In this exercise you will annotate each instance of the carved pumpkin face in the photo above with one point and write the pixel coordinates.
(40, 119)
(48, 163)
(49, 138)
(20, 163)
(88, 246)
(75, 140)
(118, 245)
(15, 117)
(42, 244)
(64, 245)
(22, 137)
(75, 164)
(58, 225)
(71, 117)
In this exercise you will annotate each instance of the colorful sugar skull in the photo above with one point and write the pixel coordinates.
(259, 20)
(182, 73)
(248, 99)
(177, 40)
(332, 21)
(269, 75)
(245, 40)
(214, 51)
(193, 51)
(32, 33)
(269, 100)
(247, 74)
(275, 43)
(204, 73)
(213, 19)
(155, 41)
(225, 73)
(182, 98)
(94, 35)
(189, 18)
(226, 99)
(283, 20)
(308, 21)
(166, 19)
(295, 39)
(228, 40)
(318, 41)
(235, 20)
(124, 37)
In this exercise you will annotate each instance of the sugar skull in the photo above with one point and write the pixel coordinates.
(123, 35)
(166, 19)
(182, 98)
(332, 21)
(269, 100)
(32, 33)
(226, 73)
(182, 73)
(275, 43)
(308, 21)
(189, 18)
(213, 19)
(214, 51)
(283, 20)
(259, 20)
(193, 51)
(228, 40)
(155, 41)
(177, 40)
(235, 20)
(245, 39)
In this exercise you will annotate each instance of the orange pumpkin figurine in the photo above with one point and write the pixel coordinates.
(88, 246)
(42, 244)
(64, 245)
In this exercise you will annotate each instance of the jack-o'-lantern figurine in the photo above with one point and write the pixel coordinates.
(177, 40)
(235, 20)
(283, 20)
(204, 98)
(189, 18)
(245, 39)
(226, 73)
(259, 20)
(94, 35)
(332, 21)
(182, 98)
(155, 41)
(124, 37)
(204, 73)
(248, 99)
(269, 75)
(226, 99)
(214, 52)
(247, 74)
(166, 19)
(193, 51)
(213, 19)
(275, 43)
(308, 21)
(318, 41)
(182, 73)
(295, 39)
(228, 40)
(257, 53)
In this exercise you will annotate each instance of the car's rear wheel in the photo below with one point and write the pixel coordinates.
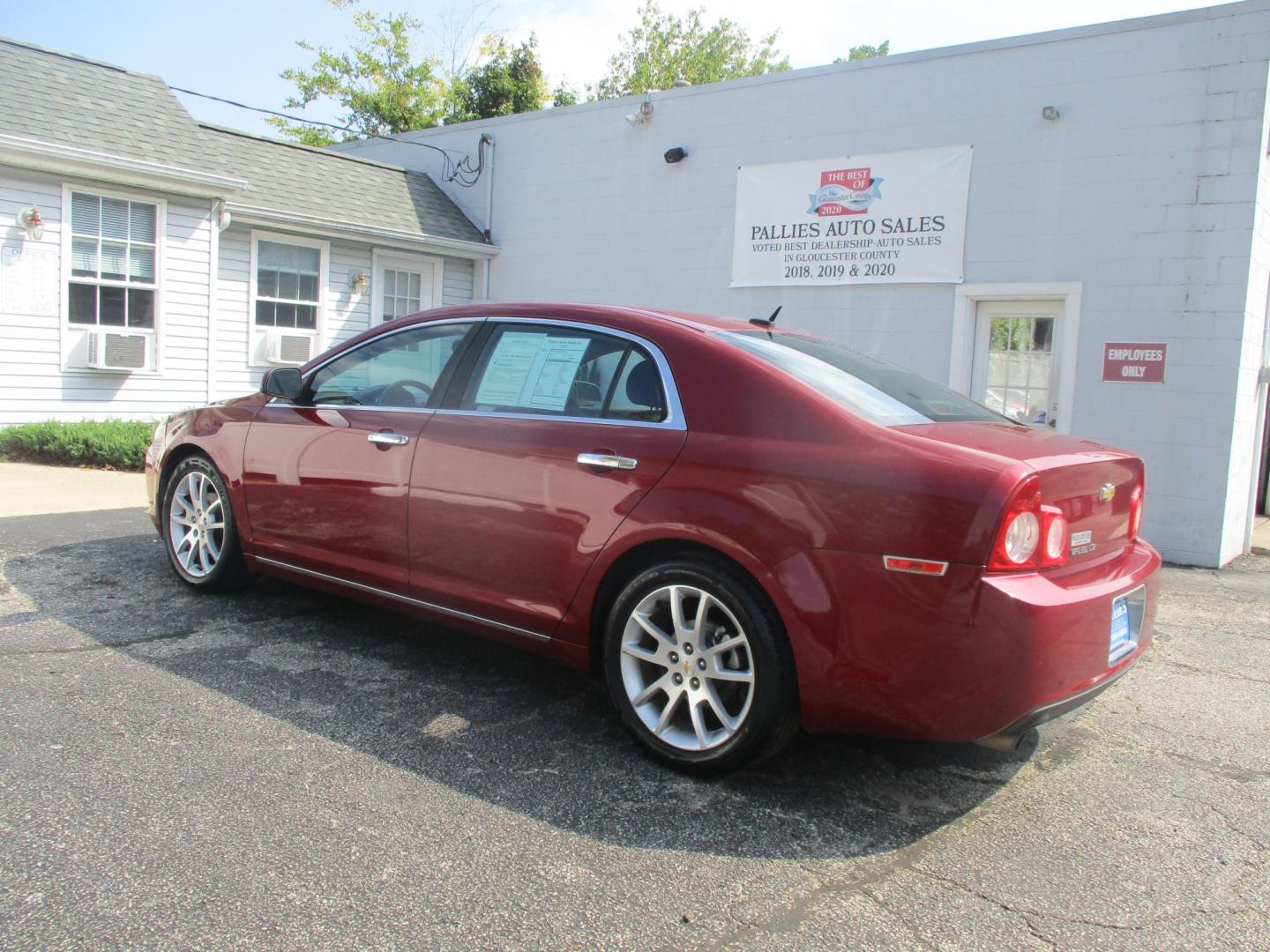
(700, 668)
(199, 531)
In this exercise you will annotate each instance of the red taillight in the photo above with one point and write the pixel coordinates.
(1136, 512)
(1032, 536)
(1054, 551)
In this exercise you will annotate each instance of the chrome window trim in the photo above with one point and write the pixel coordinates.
(355, 407)
(673, 420)
(407, 599)
(600, 420)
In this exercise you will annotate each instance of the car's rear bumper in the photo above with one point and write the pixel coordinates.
(964, 657)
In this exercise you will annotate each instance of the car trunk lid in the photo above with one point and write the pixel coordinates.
(1091, 484)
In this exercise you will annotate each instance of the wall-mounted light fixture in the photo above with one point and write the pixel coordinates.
(643, 115)
(32, 222)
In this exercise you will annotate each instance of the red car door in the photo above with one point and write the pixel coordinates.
(557, 435)
(326, 476)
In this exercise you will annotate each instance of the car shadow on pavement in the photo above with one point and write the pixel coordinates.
(512, 729)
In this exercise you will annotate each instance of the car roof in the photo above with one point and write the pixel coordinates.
(557, 310)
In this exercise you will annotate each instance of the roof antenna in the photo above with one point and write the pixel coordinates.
(770, 322)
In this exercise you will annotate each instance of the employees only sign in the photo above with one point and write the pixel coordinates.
(1134, 363)
(880, 219)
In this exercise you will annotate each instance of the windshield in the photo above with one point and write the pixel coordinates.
(878, 390)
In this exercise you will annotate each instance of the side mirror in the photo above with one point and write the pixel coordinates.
(282, 383)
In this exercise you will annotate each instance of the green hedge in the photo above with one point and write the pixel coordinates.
(109, 444)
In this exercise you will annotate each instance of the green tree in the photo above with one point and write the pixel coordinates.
(865, 52)
(380, 84)
(664, 48)
(510, 81)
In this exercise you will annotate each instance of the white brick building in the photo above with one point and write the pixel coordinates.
(1138, 215)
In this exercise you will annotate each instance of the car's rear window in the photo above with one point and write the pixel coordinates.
(878, 390)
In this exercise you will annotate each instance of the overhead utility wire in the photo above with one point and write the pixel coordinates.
(451, 170)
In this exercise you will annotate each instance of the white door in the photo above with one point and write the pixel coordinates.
(404, 285)
(1016, 360)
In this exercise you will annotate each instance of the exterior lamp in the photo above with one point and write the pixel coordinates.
(32, 222)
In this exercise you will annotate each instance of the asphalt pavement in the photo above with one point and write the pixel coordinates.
(282, 770)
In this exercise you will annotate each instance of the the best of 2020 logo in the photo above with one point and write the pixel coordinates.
(845, 192)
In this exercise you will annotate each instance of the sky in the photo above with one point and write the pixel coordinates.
(236, 48)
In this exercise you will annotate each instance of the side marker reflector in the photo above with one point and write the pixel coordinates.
(915, 566)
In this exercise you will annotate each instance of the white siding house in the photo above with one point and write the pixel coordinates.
(176, 262)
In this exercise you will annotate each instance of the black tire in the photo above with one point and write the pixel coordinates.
(228, 573)
(771, 718)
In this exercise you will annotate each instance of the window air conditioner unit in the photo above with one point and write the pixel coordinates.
(112, 351)
(288, 348)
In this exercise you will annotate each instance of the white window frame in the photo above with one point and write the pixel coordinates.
(964, 338)
(65, 277)
(257, 331)
(377, 259)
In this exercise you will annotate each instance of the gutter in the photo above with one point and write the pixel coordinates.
(360, 231)
(86, 163)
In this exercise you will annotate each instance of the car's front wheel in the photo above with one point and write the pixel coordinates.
(700, 668)
(199, 531)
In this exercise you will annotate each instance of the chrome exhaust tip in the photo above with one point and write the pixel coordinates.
(1005, 743)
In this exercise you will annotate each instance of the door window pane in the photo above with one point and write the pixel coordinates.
(398, 369)
(544, 369)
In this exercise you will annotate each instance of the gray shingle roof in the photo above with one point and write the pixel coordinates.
(312, 182)
(55, 97)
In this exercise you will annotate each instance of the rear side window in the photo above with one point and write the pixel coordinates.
(551, 371)
(878, 390)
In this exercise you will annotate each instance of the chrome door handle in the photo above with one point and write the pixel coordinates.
(608, 460)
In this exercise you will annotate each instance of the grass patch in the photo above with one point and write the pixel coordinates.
(106, 444)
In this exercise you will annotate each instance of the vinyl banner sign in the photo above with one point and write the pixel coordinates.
(880, 219)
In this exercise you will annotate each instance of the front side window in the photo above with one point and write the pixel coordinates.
(878, 390)
(398, 369)
(565, 372)
(115, 248)
(288, 291)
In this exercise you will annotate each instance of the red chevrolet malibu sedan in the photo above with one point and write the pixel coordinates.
(743, 530)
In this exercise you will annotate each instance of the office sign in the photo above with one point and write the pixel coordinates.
(1134, 363)
(877, 219)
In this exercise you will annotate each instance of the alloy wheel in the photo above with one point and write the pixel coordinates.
(687, 668)
(196, 524)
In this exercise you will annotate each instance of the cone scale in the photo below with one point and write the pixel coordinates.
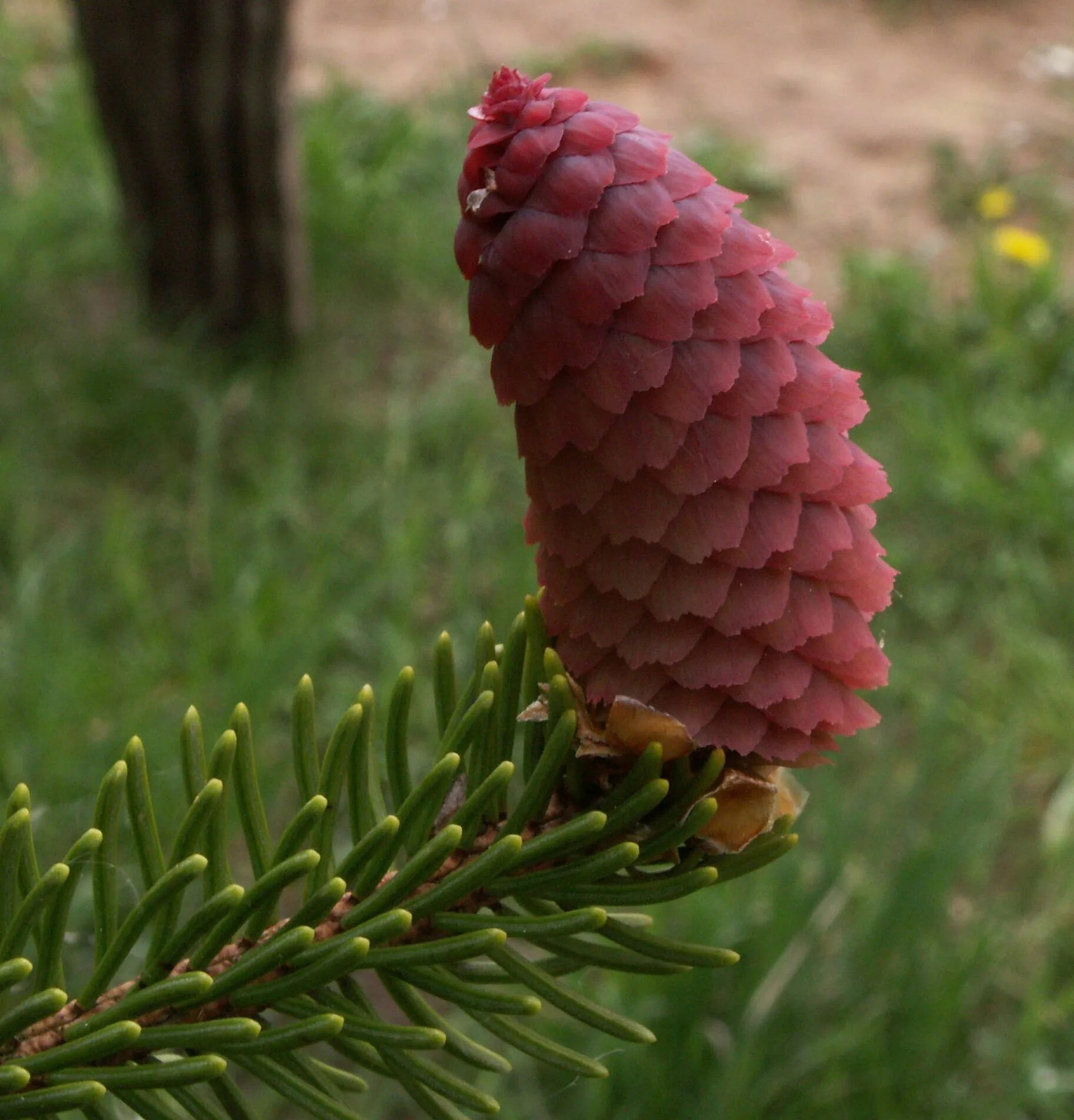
(702, 519)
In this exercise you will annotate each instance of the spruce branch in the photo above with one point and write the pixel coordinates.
(469, 892)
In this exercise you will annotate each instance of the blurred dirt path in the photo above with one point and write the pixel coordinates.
(846, 102)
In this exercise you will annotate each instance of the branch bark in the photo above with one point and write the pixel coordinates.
(49, 1032)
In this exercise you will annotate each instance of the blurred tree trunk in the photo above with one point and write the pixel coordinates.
(193, 100)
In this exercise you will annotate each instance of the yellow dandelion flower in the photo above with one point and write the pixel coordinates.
(1026, 247)
(996, 204)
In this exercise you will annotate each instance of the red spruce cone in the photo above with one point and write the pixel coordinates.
(703, 519)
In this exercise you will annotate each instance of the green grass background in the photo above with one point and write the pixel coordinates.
(176, 527)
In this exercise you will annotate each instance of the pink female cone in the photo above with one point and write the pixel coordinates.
(702, 518)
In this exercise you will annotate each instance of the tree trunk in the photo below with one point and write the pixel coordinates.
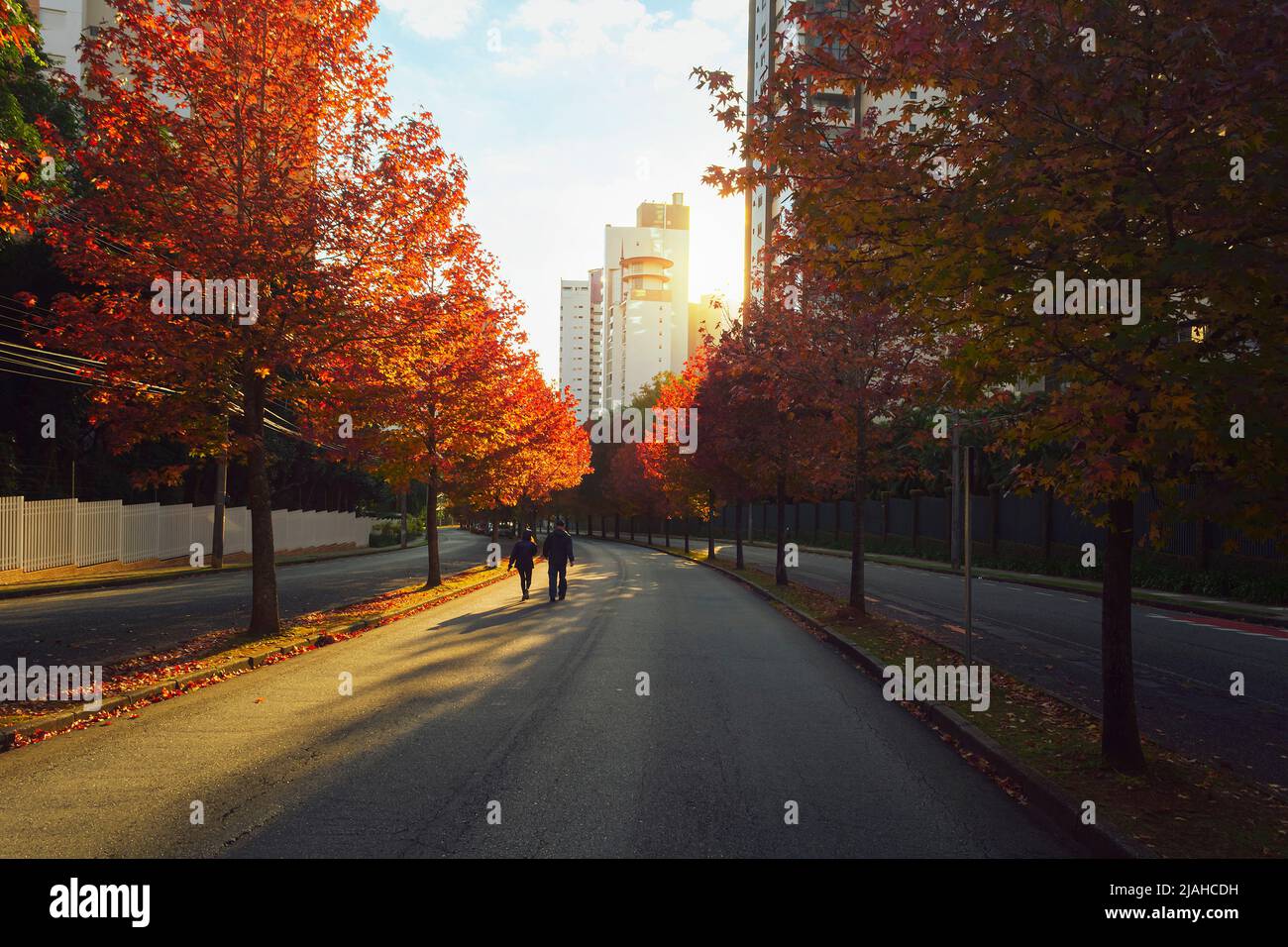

▸ WORK TO BE COMPLETED
When you come to the line containing "In this exercise you will annotate each instance of the yellow" in the records above, repeat that line and all lines after it exactly, but not the pictures.

▸ SOLUTION TO THIS PROBLEM
In this exercise you will annotate each instance of the yellow dandelion flower in the photo above with one point and write the pixel coordinates.
(1026, 247)
(996, 204)
In this exercise you will annotate each instance of the red spruce cone in the photo above with one point and write the pixel coordinates.
(703, 519)
In this exercise you will annotate each instance of the green grass background in the photo above with one point and write the pixel coordinates.
(176, 527)
In this exercise you will annotate each instance of the pink female cone in the photo above with one point and write the pixel coordinates.
(702, 518)
In this exercise you will annotate each instance of the tree trunk in the photo below with one point and write the pixel coordinates.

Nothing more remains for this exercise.